- WHAT TO PRODUCE -
Reproduce, unaltered, the line with "Indicate the saddle" along with every line that follows it in the records, up to the last.

*** RECORDED DATA ***

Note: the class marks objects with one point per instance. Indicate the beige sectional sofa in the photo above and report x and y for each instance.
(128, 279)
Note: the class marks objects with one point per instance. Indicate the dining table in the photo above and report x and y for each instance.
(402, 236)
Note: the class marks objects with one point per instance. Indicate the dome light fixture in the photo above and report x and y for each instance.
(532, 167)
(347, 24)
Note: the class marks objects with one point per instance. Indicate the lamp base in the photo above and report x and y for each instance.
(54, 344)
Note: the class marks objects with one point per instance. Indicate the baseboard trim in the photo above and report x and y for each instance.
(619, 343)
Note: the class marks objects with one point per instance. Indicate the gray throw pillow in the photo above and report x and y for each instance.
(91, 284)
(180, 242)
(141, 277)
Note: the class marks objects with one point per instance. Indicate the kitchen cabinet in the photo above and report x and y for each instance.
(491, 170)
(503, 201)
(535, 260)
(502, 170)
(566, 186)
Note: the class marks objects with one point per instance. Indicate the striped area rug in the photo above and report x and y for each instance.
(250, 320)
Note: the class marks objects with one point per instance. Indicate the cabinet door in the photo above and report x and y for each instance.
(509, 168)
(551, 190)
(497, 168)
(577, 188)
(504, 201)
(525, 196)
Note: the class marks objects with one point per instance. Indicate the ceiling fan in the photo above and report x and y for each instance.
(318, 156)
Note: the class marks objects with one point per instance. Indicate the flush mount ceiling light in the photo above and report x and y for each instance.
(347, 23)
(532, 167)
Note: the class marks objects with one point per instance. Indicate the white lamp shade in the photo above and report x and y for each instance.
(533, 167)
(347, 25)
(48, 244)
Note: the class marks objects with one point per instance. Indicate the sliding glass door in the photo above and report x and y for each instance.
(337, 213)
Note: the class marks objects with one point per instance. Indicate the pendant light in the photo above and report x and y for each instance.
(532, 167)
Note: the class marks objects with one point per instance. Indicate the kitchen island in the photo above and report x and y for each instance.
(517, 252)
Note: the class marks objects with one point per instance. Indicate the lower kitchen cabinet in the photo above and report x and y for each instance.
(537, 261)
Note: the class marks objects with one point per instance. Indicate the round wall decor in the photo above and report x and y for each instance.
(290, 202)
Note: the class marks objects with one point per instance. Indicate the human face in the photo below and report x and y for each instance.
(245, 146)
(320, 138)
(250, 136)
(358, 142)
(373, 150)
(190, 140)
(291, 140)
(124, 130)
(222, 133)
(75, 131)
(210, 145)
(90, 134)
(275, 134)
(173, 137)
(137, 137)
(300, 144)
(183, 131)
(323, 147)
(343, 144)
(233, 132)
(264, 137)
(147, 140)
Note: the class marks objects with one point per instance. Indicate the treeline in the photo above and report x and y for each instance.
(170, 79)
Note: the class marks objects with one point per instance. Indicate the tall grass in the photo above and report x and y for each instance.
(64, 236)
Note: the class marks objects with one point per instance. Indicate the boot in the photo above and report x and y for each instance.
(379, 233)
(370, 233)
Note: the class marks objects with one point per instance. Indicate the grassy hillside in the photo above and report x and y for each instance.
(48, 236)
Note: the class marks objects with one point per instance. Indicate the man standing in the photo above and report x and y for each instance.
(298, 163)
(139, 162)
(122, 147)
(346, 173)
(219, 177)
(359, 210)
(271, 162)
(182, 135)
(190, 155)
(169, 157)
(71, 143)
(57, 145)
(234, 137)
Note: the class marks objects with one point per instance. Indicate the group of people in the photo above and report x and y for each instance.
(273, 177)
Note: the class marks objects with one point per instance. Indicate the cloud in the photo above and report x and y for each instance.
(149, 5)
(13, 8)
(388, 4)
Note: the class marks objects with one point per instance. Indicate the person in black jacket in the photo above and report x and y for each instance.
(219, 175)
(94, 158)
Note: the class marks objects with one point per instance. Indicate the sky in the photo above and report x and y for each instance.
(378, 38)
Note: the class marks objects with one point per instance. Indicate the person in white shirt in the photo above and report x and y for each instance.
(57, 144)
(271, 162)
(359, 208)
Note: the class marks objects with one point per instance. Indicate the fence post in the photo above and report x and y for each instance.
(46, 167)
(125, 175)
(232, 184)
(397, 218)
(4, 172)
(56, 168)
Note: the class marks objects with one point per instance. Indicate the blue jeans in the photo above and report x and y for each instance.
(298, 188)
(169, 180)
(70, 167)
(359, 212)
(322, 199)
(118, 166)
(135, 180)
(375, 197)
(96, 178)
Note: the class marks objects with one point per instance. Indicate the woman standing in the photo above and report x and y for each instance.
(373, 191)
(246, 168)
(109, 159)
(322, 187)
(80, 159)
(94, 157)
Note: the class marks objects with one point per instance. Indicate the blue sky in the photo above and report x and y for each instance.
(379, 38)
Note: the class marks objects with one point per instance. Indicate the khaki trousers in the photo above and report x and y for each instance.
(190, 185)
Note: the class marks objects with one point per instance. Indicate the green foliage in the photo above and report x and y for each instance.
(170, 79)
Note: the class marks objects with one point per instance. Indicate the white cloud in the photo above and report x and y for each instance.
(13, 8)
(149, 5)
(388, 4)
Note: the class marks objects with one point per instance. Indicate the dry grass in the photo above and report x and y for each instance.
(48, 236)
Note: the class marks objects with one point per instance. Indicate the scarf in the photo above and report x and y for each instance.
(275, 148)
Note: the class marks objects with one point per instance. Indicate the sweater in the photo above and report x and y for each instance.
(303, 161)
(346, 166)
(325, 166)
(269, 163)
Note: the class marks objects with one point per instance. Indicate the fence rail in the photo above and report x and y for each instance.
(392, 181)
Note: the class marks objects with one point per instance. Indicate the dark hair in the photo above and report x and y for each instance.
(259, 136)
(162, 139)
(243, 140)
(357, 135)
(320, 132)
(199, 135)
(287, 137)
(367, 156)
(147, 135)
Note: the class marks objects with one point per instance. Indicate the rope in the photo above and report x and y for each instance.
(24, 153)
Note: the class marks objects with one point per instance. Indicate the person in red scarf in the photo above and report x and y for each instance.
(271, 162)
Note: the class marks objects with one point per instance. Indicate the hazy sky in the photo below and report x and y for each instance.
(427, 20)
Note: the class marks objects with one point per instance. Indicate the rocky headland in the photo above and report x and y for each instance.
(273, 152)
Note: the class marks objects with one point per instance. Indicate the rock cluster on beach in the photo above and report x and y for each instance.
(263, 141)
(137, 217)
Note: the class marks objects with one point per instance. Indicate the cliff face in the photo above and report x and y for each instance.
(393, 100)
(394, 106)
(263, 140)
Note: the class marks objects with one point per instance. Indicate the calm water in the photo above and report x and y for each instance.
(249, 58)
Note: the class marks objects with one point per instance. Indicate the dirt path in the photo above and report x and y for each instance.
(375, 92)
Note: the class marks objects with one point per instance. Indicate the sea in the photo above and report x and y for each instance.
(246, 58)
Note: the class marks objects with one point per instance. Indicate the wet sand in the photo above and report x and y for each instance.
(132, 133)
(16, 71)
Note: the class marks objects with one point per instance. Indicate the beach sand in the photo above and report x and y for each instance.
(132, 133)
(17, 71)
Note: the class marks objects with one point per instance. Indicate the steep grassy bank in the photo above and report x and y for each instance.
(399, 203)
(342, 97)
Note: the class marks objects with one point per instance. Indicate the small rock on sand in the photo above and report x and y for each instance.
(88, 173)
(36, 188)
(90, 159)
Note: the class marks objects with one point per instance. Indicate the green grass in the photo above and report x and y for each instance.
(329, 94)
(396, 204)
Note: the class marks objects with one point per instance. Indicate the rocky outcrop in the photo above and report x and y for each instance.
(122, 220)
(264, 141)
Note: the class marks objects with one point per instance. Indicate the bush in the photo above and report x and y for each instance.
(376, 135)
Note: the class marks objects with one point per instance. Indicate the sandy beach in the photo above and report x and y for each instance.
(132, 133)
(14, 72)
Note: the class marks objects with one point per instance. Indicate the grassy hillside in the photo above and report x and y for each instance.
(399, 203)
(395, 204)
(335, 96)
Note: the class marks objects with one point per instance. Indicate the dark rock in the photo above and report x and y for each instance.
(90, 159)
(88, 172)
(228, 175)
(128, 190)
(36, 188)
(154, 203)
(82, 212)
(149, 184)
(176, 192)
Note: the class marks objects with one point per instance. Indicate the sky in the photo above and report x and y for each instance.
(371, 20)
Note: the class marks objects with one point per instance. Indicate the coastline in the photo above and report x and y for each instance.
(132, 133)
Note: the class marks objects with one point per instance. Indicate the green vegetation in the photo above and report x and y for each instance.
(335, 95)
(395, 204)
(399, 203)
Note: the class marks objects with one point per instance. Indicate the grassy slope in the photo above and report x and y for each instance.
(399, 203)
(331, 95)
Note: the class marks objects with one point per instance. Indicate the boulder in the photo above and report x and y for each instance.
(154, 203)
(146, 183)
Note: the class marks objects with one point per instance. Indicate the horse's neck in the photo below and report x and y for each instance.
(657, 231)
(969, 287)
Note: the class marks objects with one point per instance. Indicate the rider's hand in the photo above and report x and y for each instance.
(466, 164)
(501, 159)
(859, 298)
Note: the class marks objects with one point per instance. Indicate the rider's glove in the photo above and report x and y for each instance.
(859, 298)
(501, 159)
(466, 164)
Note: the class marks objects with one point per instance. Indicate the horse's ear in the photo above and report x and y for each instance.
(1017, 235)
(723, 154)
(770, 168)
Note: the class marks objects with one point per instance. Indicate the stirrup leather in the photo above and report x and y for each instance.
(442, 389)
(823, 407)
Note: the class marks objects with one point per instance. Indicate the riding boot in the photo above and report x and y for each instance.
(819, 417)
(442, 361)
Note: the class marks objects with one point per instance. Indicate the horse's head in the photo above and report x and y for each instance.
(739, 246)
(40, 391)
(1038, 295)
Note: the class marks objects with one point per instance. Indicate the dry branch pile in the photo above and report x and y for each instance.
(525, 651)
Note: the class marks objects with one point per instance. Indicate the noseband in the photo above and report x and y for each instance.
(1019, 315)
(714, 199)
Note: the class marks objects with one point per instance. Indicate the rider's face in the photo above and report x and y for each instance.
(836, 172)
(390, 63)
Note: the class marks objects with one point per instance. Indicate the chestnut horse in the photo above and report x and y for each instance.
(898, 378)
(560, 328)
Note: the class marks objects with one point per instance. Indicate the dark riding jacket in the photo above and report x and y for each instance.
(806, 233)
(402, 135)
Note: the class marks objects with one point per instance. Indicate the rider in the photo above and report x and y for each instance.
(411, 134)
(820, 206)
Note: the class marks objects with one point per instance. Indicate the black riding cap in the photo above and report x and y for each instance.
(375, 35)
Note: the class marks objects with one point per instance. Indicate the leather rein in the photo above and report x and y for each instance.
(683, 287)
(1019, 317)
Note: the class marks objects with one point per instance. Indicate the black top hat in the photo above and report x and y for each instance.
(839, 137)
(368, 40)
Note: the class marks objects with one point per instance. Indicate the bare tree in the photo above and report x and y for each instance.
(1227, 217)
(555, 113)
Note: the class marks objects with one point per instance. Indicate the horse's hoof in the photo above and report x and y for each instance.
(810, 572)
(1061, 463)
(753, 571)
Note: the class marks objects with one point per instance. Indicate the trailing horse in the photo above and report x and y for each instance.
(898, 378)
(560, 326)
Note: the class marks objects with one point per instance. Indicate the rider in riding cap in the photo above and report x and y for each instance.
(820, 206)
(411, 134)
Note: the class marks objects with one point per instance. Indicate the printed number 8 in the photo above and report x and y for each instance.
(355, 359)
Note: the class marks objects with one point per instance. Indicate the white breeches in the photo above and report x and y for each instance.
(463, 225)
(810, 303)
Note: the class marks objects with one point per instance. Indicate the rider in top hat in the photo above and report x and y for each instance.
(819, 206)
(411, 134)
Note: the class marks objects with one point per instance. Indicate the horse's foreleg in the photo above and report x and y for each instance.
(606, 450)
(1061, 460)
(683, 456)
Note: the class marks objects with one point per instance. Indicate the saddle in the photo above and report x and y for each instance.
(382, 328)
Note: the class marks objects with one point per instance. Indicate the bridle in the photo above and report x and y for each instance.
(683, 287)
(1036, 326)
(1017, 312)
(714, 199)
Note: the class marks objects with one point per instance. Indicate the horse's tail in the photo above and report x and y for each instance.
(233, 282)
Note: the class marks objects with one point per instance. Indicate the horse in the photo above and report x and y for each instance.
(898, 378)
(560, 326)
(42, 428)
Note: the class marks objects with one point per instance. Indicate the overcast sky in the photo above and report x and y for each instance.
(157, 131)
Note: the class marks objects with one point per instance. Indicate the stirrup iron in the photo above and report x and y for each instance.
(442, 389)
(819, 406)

*** End of RECORDED DATA ***

- ANSWER TO THIS TASK -
Note: the class marks objects with one point per instance. Indicate the saddle in the photo above and report x and y for each instance.
(382, 328)
Note: the class marks objects with one point per instance. Indicate the bridle in the photo above and report x and y for each instance.
(683, 287)
(1036, 326)
(1017, 312)
(714, 199)
Note: the class marks objects with one point per instance. Indicate the horse's tail in the photo above and report x and y for each instance.
(233, 282)
Note: the class marks objects with one point per instance. Indicate the horse in the photo above and report x and y for each instance.
(898, 378)
(560, 326)
(42, 428)
Note: the class marks objects with one point per instance. Indicate the overcast sky in the photo above and report x and y for each instance.
(157, 131)
Note: the class marks objects with one point per instance. Indicate the stirrup iron in the photo above and report x and y for each instance.
(442, 389)
(819, 406)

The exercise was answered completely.